**What to produce**. Check each line of the records for "crowd"; collect those that have it.
▽
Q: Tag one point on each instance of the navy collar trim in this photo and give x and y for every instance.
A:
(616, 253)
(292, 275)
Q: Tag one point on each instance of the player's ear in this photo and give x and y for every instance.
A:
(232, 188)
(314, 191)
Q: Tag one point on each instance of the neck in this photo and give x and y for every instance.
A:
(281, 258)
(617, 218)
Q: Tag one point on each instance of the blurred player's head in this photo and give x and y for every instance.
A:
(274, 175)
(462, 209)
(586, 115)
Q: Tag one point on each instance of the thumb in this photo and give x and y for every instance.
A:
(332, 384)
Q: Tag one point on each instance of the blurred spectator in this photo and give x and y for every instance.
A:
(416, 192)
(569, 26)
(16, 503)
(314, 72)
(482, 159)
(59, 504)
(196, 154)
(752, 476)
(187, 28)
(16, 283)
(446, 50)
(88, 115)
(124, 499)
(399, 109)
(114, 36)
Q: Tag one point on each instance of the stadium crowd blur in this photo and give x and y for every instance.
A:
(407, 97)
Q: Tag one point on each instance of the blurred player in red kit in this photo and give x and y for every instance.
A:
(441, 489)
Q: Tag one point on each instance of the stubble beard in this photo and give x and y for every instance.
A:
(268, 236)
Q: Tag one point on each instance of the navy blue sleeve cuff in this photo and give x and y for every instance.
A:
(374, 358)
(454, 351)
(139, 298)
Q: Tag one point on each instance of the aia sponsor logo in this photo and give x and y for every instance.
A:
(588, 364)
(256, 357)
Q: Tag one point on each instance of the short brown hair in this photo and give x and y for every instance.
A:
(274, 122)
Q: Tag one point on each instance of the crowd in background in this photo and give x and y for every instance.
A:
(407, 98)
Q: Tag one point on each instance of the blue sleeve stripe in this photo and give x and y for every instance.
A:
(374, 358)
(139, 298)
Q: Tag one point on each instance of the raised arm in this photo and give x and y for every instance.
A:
△
**Task solution**.
Q: Tag one point on each instance of the stadium crowd blur in this photo and give x and y for every instance.
Q: Tag one point on each instance of the crowd in background in this photo and give x and y for every instance.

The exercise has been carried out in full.